• [WHAT THE EXERCISE ASKS]
Reproduce each entry below verbatim.

• [DATA SUPPLIED]
--*--
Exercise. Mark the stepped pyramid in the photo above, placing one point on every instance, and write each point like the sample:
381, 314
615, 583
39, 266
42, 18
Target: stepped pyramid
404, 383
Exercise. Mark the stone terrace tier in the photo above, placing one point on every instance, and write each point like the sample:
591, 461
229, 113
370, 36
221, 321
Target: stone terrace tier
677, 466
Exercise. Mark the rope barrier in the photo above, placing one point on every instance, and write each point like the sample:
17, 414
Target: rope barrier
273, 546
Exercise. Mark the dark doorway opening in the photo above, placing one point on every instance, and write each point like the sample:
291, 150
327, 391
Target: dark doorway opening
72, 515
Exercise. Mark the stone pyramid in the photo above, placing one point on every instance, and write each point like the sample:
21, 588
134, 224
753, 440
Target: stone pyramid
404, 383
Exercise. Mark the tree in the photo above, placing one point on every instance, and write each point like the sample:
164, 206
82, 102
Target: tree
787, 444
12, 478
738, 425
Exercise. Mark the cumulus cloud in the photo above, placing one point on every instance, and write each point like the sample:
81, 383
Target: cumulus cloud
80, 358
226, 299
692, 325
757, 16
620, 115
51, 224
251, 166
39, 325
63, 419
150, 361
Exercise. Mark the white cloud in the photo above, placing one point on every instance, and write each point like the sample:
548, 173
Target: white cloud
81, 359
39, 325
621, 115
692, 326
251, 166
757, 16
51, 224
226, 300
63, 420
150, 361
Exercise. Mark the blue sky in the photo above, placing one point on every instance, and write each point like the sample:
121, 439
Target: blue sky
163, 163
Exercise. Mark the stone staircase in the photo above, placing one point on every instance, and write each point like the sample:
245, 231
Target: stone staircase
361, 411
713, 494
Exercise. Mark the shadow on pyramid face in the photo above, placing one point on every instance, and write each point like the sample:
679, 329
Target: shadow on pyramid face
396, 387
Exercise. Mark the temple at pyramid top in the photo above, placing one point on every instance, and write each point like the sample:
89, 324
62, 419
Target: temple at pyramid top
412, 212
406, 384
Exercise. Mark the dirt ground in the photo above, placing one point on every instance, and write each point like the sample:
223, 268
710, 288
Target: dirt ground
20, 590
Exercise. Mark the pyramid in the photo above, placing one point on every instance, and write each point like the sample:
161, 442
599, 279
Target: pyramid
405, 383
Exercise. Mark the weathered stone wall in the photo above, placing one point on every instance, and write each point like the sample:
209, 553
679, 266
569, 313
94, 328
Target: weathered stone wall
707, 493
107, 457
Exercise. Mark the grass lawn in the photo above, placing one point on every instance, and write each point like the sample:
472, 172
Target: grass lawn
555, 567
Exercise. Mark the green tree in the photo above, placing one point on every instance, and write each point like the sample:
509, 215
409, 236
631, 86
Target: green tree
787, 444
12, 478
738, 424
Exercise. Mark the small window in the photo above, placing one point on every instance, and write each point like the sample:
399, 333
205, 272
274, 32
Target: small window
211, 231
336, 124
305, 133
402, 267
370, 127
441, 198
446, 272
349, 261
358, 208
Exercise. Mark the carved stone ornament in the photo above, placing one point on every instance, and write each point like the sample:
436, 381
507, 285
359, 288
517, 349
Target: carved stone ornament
--*--
• [RESPONSE TO THIS EXERCISE]
Exercise. Mark the stepped pyramid in the photo above, placing one point on every instance, and write each point like the sample:
381, 314
615, 583
39, 266
42, 18
Target: stepped pyramid
404, 383
Exercise. Mark the stone terrace tier in the photo above, placing one point on every instance, and write each point like the sample:
591, 461
229, 113
370, 36
221, 321
Target: stone terrace tier
677, 466
Exercise. Mark the rope barrier in the photo above, placing one point on every instance, and write each point like the sample:
17, 414
Target: rope barrier
273, 546
Exercise. Mark the dark doorway opening in the photo above, placing one point on every instance, and write each point like the sample:
291, 150
327, 391
Target: dark doorway opening
72, 515
Exercise. Mark the stone pyramid in the photo above, placing one point on every instance, and write each point like the sample:
21, 588
134, 224
753, 440
Target: stone pyramid
404, 383
Exercise. Mark the tree in the photo above, placing one point on every instance, and write each point like the sample:
164, 206
82, 102
Target: tree
787, 444
12, 478
738, 425
Exercise. Mark the cumulus cloud in the photo above, placing one point on every instance, and write each point like the sample:
81, 383
Target: cumulus cloud
80, 358
226, 299
692, 325
757, 16
620, 115
51, 224
251, 166
39, 325
63, 419
150, 361
Exercise. Mark the white cloud in the photo above, placing one point on every instance, and write each point like the sample:
548, 173
Target: white cloud
81, 359
39, 325
621, 115
692, 326
251, 166
757, 16
51, 224
226, 300
63, 420
150, 361
Exercise. Mark the blue sky in the photo above, placing one point on every instance, and write each point like the sample:
121, 439
Target: blue sky
163, 163
Exercise. Mark the stone staircase in the photo above, placing one point on every instance, and write each point like the sample:
245, 231
Target: stone staircase
361, 411
713, 494
Exercise. Mark the shadow on pyramid face in the photo above, placing one point on every instance, and write each point like the sample:
679, 329
Target: shadow on pyramid face
396, 387
Exercise. Mark the temple at pyramid top in the photo above, placing one point on every instance, and write each point like the sample:
89, 324
62, 419
Target: temple at pyramid top
412, 212
406, 384
Exercise. Mark the dirt ground in the photo above, placing one point on every instance, and write each point like the sample:
223, 268
710, 288
Target: dirt ground
20, 590
Exercise. Mark the pyramid in the photo above, placing one point on every instance, and write each point like the sample:
161, 442
599, 279
Target: pyramid
405, 383
Exercise. Mark the weathered stone wall in the photo above, placing one point on every instance, and write each point like the sample:
209, 553
679, 266
569, 313
94, 328
Target: weathered stone wall
707, 493
107, 457
Exercise. Mark the grass lawn in the photo above, placing one point on every instance, and write each point like the sample:
472, 172
Target: grass lawn
555, 567
Exercise. Mark the green tree in the photo above, placing one point on every instance, and write each point like the sample:
509, 215
409, 236
631, 86
Target: green tree
787, 444
12, 478
738, 424
Exercise. Mark the small window in the photo above, placing one point on every instance, and write each point like the sample:
399, 333
205, 272
274, 32
Target: small window
211, 231
336, 124
305, 133
402, 267
370, 127
441, 198
446, 272
349, 261
358, 208
Exercise. Mark the carved stone ornament in the photo above, placing one point on every instance, and write each point like the sample:
436, 381
507, 285
359, 288
517, 349
Target: carved stone ornament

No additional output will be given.